** SELECTED TEXT **
+ + +

Saturday, January 23, 2010

I Coulda Been A Contender

Oh yeah, I definitely jinxed myself with that last post. Remember that part about 'Whoever the poker gods wish to destroy, first they make mad'? Yeah, well, there was some madness afoot last night, my friends. And as much as I would've been justified, I didn't lose my shiat and freak out.

Lemme esplain...

So I made my way down to the M around 7:30 again on Friday night. When I got there, the place was hopping. They were just about to start a new 1-2 No-Limit game when I rolled in, so I grabbed a seat at the empty table.

I hadn't been there but a few minutes when the SHCW (Smokin' Hot Cuban Waitress) found me and came over to chat. That was a nice way to kick off my evening. But we couldn't talk long--the room was busier than hell--so I ordered an 'M Cider', a sweet apple-flavored brew that looks like pink champagne but tastes like a combination of Oktoberfest and Thanksgiving. I like it a lot, but I swear it's brewed in Utah because I've yet to acquire the slightest buzz from drinking it.

Anyhow, the game got underway just a few minutes later, and I felt like I was off to the races when I knocked somebody out on the third hand of the night. Three or four players limped in, and I was on the button. I looked down to see Queen-Jack, so I raised it to $9. Two players called me, including the chick on the big blind.

The flop came out Jack-Five-Deuce. Big blind checked, other player checked, and I bet $17 with my top pair and overcard kicker. The big blind called, as did the other player.

The turn card was a Queen, giving me top two pair, and all four suits were on the board--no flush or straights lurking in the weeds. Immediately, the big blind went all-in for about $140. The other player folded, and I called, not the least bit afraid of what she was holding.

She announced "Two Pair!" and I replied, Oh, we're gonna chop it then.

+ + +

** EXTRACTED RECORDS **
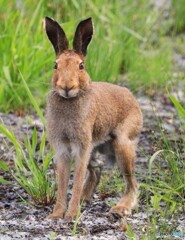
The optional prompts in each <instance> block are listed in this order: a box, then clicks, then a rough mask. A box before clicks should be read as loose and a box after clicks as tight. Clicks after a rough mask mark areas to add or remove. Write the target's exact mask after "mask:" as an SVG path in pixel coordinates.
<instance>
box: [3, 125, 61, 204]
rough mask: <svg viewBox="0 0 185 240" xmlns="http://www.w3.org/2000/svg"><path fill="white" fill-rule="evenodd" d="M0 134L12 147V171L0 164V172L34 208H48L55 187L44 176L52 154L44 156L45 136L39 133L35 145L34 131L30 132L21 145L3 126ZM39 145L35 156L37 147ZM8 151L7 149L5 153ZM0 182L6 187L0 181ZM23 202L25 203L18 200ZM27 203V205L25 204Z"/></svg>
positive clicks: (49, 151) (52, 176)
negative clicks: (10, 181) (21, 190)
mask: <svg viewBox="0 0 185 240" xmlns="http://www.w3.org/2000/svg"><path fill="white" fill-rule="evenodd" d="M0 132H1V133H2V134H4V136H5V137H6V138H7V140H9V143H8V142H7V144H6V145H7V146H9V148H11V147H10V143H11V144H12V145H13V147H14V150H15V154H14V167H15V168H14V169H10V168H9V167H8V166H7V165H6V164H5V163H4V162H3V161H0V168H1V169H3V170H4V171H9V172H10V174H11V175H12V177H13V179H14V180H15V181H16V183H17V184H18V185H19V186H20V187H22V188H23V189H24V191H25V192H26V193H27V194H28V195H29V197H30V198H31V200H32V201H31V204H33V205H34V206H36V207H40V206H47V205H51V204H53V203H54V201H55V190H56V183H55V181H53V176H51V175H49V174H48V168H49V167H50V164H51V161H52V157H53V151H52V150H49V151H48V152H46V134H45V133H44V132H43V134H42V137H41V141H40V143H39V141H38V136H37V131H36V129H34V131H33V134H32V137H31V139H30V138H29V137H27V138H26V139H25V141H24V142H23V143H21V142H19V141H18V140H17V139H16V136H15V135H14V133H13V132H12V131H9V130H8V129H7V128H6V126H5V125H3V124H0ZM38 143H39V151H38V156H36V153H37V147H38ZM9 151H11V149H9ZM0 182H2V183H9V184H12V183H11V182H7V181H4V179H3V178H0ZM20 198H21V199H22V200H24V201H26V200H25V199H23V198H22V196H20ZM29 202H30V201H29Z"/></svg>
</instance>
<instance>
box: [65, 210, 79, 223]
mask: <svg viewBox="0 0 185 240" xmlns="http://www.w3.org/2000/svg"><path fill="white" fill-rule="evenodd" d="M77 215H78V209H71V210H70V209H69V210H68V211H67V212H66V215H65V220H67V221H70V220H75V219H76V217H77Z"/></svg>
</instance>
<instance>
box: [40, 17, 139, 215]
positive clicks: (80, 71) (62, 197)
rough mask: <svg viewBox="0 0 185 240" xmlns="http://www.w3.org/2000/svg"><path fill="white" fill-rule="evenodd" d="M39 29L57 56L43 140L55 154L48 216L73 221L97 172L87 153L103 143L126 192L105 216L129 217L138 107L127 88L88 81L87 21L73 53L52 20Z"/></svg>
mask: <svg viewBox="0 0 185 240" xmlns="http://www.w3.org/2000/svg"><path fill="white" fill-rule="evenodd" d="M44 27H45V30H46V33H47V36H48V38H49V40H50V41H51V43H52V45H53V47H54V50H55V53H56V61H55V66H54V73H53V77H52V90H51V91H50V93H49V95H48V98H47V114H46V119H47V134H48V140H49V142H50V144H51V145H52V146H53V148H54V152H55V160H56V168H57V175H58V191H57V200H56V205H55V207H54V210H53V213H52V214H50V215H49V216H48V218H65V219H74V218H75V217H76V215H77V213H78V211H79V207H80V200H81V199H85V200H90V198H91V196H92V195H93V191H94V190H95V188H96V185H97V183H98V181H99V179H98V178H99V177H98V174H99V173H96V171H94V170H93V168H92V167H91V164H90V162H91V155H92V151H93V149H95V147H97V146H99V145H100V144H103V143H105V142H107V141H109V142H110V143H111V144H112V146H113V148H114V151H115V156H116V160H117V163H118V166H119V168H120V170H121V172H122V173H123V175H124V177H125V180H126V190H125V193H124V195H123V196H122V198H121V199H120V201H119V202H118V204H117V205H116V206H114V207H112V208H111V210H110V212H112V213H116V214H119V215H120V216H124V215H128V214H130V212H131V209H133V208H134V206H135V205H136V204H137V183H136V179H135V176H134V160H135V156H136V153H135V148H136V145H137V141H138V136H139V134H140V132H141V129H142V113H141V110H140V107H139V104H138V103H137V101H136V100H135V98H134V97H133V95H132V93H131V92H130V91H129V90H128V89H127V88H124V87H120V86H116V85H113V84H110V83H104V82H91V79H90V77H89V75H88V73H87V72H86V70H85V56H86V54H87V47H88V45H89V43H90V41H91V39H92V35H93V24H92V20H91V18H88V19H86V20H84V21H81V22H80V23H79V24H78V26H77V29H76V32H75V36H74V40H73V49H72V50H70V49H69V48H68V45H69V44H68V40H67V38H66V35H65V33H64V31H63V29H62V28H61V27H60V25H59V24H58V23H57V22H56V21H54V20H53V19H51V18H49V17H46V18H45V20H44ZM97 47H98V46H97ZM72 158H73V159H74V160H75V172H74V179H73V181H74V182H73V191H72V197H71V200H70V201H69V205H68V207H67V188H68V182H69V177H70V161H71V159H72Z"/></svg>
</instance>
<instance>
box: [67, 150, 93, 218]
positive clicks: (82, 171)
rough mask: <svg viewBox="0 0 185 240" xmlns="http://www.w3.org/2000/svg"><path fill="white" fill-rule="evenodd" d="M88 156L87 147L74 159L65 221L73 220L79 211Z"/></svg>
mask: <svg viewBox="0 0 185 240" xmlns="http://www.w3.org/2000/svg"><path fill="white" fill-rule="evenodd" d="M90 154H91V148H90V147H89V148H88V149H86V150H82V152H81V153H80V154H79V156H77V157H76V159H75V173H74V180H73V191H72V197H71V200H70V202H69V206H68V210H67V213H66V216H65V218H66V219H69V220H70V219H73V220H74V219H75V217H76V216H77V214H78V211H80V200H81V196H82V192H83V187H84V182H85V176H86V171H87V166H88V162H89V158H90Z"/></svg>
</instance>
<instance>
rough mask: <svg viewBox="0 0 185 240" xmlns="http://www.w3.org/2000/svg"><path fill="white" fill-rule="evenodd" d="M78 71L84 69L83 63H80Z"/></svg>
mask: <svg viewBox="0 0 185 240" xmlns="http://www.w3.org/2000/svg"><path fill="white" fill-rule="evenodd" d="M79 69H80V70H83V69H84V62H81V63H80V64H79Z"/></svg>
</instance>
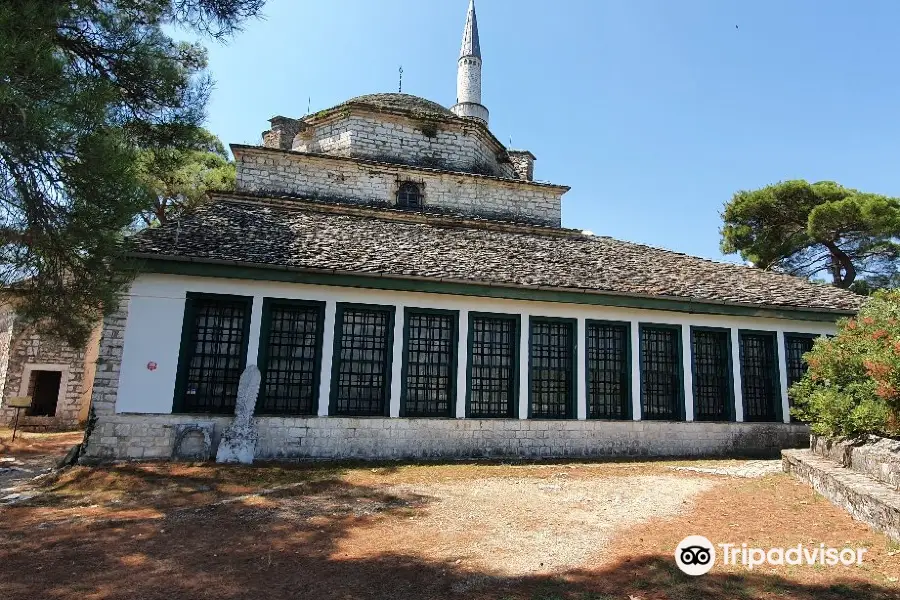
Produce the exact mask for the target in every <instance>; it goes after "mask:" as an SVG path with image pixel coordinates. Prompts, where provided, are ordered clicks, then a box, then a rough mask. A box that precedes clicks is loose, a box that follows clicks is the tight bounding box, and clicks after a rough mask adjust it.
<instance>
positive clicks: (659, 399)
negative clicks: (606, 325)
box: [641, 327, 681, 421]
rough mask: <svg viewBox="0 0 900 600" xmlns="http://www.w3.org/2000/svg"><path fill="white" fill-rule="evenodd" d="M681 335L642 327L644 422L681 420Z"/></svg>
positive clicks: (652, 327) (642, 356)
mask: <svg viewBox="0 0 900 600" xmlns="http://www.w3.org/2000/svg"><path fill="white" fill-rule="evenodd" d="M678 335H679V332H678V330H676V329H670V328H664V327H642V328H641V408H642V411H643V418H644V419H663V420H671V421H674V420H679V419H681V366H680V363H681V356H680V353H679V348H678V346H679V344H678Z"/></svg>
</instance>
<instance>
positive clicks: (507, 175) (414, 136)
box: [265, 112, 517, 178]
mask: <svg viewBox="0 0 900 600" xmlns="http://www.w3.org/2000/svg"><path fill="white" fill-rule="evenodd" d="M272 131H273V132H274V131H275V129H274V128H273V130H272ZM267 134H269V132H267ZM276 141H278V142H279V143H281V140H280V139H278V140H276V137H275V136H274V134H271V139H267V140H266V143H265V145H266V146H270V147H281V148H283V147H284V146H283V145H280V146H279V145H276ZM290 148H291V149H292V150H295V151H297V152H312V153H317V154H330V155H333V156H345V157H356V158H368V159H371V160H378V161H383V162H396V163H403V164H411V165H420V166H427V167H433V168H442V169H447V170H451V171H463V172H474V173H482V174H485V175H494V176H497V177H507V178H515V177H517V175H516V173H515V170H514V168H513V165H512V163H510V162H509V160H507V159H506V158H504V159H503V160H502V161H501V160H500V158H499V157H501V156H504V154H505V153H504V151H503V148H502V147H500V146H498V145H497V143H496V142H494V141H493V140H491V139H490V137H489V136H487V135H486V134H485V133H484V132H483V131H482V130H481V129H480V128H478V127H473V126H471V125H468V124H465V123H459V124H457V123H451V122H446V121H440V120H429V119H424V118H423V119H414V118H405V117H401V116H396V115H390V114H377V115H376V114H370V113H365V112H362V113H354V112H351V113H349V114H344V115H341V116H339V118H337V119H334V120H328V121H324V122H322V123H321V124H313V125H309V126H307V127H301V128H300V129H299V130H298V133H297V135H296V136H295V137H294V139H293V144H292V145H291V147H290Z"/></svg>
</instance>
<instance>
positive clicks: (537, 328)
mask: <svg viewBox="0 0 900 600" xmlns="http://www.w3.org/2000/svg"><path fill="white" fill-rule="evenodd" d="M577 356H578V321H577V320H576V319H560V318H551V317H531V319H530V320H529V327H528V418H530V419H574V418H575V416H576V413H575V399H576V394H577V390H576V382H577V381H578V378H577V363H578V360H577Z"/></svg>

+ + +

** REQUIRED TASKS **
(1) Answer these questions using the poker blog post above:
(a) At what time did the writer arrive at the M on Friday night?
(b) What drink did the writer order?
(c) Which three cards came on the flop?
(2) Render this sentence from the poker blog post in French: "The other player folded, and I called, not the least bit afraid of what she was holding."
(3) Carry on the poker blog post from the point where it stops.

** ANSWERS TO EACH TASK **
(1)
(a) Around 7:30.
(b) An 'M Cider'.
(c) Jack-Five-Deuce.

(2) L'autre joueur s'est couché, et j'ai suivi, sans craindre le moins du monde ce qu'elle avait en main.

(3)
The river was a useless Four, and she turned over her cards showing Queen-Five. I had thought for sure that we had the same hand, so I was quite happy, and surprised, when my top two pair scooped the entire pot. She started bitching at me like I did something wrong, but honestly, who throws a shoe? calls a pre-flop raise--out of position--with Queen-Five offsuit, and then calls another bet with just a low pair?

Maybe she thought I was bluffin'...

Of course, her mini-tirade was just sour grapes, but one thing I've learned from painful experience is if you play shiatty cards, expect to get beat even if you make your hand. Perhaps it was just her turn to learn that lesson.

Anyhow, after that hand, I was up about $170 and feeling like Hef when the latest crop of Girls Next Door roll up to the Mansion. That's right--I own you bitches!

I didn't get any good cards for awhile after that, but I was content to sit and watch and take the measure of my opponents. I could tell that there were a couple of terrible players in the game, and one guy who was fearless, but would overvalue his hands and overbet most pots he was in. Definitely an action junkie, so I figured I would just wait to pick my spot and maybe I could get him in a big pot.

Nothing happened for the first hour, although I had to lay down a hand after I'd already invested about $60 in it, so that put a small dent in my profit.

At the bottom of the hour, a new dealer pushed in, and it was the same chick who dealt that one-outer four-of-a-kind against me the night before. Ugh. I've never liked her anyways--she's about the sloppiest dealer at the M and makes mistakes all the time, so in addition to killing me on the river, she's kind of a crummy dealer. When she sat down, I leaned over and whispered to the guy next to me, I should probably get up and wander around for the next half hour--this dealer always kills me.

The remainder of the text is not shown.